Dataset excerpts on object pointing
<<<<

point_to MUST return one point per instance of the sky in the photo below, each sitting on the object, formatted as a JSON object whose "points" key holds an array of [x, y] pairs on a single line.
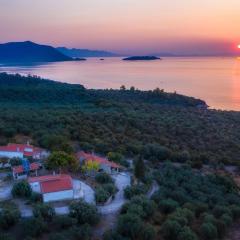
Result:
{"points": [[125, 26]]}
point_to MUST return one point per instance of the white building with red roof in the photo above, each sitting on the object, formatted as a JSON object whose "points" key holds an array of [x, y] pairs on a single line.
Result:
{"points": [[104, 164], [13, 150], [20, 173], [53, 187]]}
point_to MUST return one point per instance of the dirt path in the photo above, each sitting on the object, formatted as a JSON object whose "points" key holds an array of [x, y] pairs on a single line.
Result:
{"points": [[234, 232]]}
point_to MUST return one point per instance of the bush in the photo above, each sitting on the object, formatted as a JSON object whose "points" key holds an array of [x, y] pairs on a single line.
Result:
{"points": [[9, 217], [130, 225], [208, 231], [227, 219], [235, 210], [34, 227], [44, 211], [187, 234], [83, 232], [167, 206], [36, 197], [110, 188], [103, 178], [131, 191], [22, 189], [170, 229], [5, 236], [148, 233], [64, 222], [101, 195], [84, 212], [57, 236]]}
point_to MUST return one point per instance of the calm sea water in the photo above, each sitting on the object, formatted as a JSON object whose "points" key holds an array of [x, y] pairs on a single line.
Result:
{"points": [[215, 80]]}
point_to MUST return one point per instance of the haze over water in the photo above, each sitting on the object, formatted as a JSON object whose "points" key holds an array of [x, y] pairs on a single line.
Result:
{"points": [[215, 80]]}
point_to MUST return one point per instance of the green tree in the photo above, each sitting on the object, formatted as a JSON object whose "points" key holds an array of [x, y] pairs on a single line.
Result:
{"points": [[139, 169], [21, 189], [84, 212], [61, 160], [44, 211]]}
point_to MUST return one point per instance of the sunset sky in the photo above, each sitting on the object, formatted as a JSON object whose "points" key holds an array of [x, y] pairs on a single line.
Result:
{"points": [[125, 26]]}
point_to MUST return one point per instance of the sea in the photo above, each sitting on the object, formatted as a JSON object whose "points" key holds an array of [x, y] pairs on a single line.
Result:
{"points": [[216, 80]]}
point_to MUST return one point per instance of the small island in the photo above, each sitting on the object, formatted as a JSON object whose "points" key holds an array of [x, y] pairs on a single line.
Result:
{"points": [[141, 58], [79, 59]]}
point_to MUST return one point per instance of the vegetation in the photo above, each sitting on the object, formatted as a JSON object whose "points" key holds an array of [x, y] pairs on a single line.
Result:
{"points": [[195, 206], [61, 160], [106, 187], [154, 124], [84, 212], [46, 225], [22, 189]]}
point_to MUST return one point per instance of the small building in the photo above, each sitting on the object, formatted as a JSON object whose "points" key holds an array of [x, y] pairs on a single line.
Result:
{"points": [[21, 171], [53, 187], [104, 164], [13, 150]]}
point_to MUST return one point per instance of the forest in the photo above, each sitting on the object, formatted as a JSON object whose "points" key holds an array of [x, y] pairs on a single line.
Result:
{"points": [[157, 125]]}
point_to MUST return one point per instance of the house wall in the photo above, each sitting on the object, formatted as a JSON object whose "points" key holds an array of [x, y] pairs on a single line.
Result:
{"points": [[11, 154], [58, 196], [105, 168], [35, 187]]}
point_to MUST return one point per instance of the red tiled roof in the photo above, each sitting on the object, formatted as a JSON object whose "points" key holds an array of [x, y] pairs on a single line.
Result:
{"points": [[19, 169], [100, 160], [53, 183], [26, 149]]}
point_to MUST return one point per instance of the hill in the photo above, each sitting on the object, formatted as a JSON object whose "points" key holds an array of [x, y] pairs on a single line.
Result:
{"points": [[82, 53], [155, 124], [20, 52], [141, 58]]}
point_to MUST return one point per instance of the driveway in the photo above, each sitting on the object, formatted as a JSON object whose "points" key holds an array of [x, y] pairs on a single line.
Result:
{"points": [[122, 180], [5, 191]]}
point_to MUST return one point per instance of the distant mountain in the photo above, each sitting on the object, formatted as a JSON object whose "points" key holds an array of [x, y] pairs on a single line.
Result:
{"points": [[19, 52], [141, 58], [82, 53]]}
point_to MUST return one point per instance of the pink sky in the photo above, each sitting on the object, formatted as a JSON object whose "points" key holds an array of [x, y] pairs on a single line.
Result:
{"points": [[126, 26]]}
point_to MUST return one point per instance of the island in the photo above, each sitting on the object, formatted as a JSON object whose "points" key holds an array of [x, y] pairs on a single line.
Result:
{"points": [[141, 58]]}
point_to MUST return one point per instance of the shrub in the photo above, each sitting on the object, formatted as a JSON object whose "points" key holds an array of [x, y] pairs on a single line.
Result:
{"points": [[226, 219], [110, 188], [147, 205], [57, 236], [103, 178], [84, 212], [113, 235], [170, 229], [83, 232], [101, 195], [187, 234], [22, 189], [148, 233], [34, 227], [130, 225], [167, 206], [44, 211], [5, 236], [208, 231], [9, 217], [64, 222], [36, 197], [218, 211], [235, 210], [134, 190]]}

>>>>

WRITTEN EXERCISE | Copy out the items from the line containing "point_to MUST return one point per instance of the shrub" through the end, requests included, and offset every coordinate in the answers by adding 82 to it.

SOLUTION TO THIS TASK |
point_to MUST return one point per instance of the shrub in the photo above, each sitting on the object, formatted as a JSON object whose "points" key holds an array of [x, y] pairs on a single line.
Result:
{"points": [[308, 301], [192, 270], [229, 287], [139, 318], [185, 260], [166, 294], [195, 317], [252, 311], [165, 314], [183, 277], [269, 316], [104, 271], [230, 315], [116, 309], [212, 307], [249, 288], [126, 293], [87, 318], [290, 313], [91, 299], [146, 304], [118, 279], [300, 293], [317, 292], [216, 272]]}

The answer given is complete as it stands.